Extracted records:
● ● ●
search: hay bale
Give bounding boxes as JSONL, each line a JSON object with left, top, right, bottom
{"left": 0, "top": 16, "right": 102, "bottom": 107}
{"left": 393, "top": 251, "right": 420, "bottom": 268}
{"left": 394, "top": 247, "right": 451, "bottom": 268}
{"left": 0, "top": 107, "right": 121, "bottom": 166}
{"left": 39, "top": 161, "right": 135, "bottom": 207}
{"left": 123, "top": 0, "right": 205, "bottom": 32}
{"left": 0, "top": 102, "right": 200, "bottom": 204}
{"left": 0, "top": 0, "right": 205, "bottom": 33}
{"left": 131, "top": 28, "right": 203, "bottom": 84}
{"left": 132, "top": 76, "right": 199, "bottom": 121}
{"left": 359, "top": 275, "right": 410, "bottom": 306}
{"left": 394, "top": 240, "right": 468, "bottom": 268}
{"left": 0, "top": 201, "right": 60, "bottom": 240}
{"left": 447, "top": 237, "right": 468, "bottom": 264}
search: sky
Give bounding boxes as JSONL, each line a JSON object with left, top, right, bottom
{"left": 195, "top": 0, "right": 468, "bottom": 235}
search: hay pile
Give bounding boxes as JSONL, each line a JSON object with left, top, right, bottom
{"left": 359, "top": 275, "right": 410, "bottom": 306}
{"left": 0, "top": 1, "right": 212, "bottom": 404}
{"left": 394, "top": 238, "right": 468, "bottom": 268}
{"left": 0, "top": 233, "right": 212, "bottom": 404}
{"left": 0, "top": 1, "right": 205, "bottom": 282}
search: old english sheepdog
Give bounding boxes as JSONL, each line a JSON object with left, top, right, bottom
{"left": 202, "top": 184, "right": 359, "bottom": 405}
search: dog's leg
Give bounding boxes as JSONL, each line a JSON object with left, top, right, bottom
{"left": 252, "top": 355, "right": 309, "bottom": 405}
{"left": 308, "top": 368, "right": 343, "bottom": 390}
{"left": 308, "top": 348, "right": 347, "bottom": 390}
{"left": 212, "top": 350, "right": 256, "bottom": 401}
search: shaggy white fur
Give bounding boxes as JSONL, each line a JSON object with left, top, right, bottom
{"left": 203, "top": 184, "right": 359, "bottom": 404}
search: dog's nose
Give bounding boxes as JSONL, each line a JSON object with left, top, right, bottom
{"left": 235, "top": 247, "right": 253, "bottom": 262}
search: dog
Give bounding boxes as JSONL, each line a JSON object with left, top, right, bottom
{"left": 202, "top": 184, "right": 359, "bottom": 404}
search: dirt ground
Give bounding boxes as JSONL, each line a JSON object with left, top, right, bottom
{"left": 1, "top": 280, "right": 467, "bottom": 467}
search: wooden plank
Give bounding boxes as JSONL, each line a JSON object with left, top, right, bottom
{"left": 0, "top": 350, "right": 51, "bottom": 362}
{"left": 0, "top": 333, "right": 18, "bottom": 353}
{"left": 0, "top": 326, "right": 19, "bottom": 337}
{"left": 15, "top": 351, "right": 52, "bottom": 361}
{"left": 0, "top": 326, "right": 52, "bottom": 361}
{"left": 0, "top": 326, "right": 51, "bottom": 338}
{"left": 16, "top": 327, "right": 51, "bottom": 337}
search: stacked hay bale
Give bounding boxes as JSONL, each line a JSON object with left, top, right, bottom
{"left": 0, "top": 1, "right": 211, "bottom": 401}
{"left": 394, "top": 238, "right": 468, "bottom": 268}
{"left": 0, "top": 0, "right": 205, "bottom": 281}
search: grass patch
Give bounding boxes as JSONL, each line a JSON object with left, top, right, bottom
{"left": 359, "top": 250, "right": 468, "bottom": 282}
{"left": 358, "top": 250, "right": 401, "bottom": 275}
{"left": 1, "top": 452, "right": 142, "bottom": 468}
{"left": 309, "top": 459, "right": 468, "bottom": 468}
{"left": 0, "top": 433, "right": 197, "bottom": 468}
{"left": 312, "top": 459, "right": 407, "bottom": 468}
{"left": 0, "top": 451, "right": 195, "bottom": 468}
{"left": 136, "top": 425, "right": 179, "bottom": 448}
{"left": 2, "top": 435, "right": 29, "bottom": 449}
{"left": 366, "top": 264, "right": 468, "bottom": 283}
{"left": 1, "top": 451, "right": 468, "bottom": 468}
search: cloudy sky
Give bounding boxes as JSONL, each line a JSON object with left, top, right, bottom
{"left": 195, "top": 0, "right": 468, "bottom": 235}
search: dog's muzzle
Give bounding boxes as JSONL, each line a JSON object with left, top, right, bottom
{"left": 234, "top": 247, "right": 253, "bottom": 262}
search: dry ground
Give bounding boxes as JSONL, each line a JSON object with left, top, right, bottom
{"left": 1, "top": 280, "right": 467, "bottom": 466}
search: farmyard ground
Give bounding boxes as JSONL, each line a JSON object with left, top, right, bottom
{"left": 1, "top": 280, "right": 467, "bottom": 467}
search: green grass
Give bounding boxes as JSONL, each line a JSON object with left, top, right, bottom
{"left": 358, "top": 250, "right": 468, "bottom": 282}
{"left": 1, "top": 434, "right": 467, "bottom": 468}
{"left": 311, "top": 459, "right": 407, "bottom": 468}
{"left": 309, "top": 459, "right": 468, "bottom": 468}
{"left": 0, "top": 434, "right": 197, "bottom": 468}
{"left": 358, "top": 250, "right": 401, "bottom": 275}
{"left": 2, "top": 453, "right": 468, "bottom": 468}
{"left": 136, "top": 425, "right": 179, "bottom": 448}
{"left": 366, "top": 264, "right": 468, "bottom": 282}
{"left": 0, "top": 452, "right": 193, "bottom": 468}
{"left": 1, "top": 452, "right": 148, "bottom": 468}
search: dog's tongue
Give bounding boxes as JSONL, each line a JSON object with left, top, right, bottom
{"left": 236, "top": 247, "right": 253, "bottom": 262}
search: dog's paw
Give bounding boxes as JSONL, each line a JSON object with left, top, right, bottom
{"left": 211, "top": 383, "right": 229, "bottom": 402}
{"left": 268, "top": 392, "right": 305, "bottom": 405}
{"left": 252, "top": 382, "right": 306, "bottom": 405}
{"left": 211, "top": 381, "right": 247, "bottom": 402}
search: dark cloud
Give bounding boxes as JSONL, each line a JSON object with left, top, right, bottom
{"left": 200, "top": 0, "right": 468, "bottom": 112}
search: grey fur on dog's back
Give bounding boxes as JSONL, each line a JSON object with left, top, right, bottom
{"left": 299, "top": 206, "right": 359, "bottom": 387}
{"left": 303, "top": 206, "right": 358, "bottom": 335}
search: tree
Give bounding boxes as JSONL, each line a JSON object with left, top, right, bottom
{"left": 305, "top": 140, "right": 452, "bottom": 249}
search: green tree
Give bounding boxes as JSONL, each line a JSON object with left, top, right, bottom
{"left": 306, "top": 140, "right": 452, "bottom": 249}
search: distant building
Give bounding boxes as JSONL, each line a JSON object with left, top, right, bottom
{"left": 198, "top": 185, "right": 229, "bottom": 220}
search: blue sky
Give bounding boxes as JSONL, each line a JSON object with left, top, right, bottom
● ● ●
• _What you have to do_
Print exactly the lines from the one with "search: blue sky" through the end of the data, inclusive.

• _Your solution_
search: blue sky
Give bounding boxes as JSONL, each line a JSON object with left, top, right, bottom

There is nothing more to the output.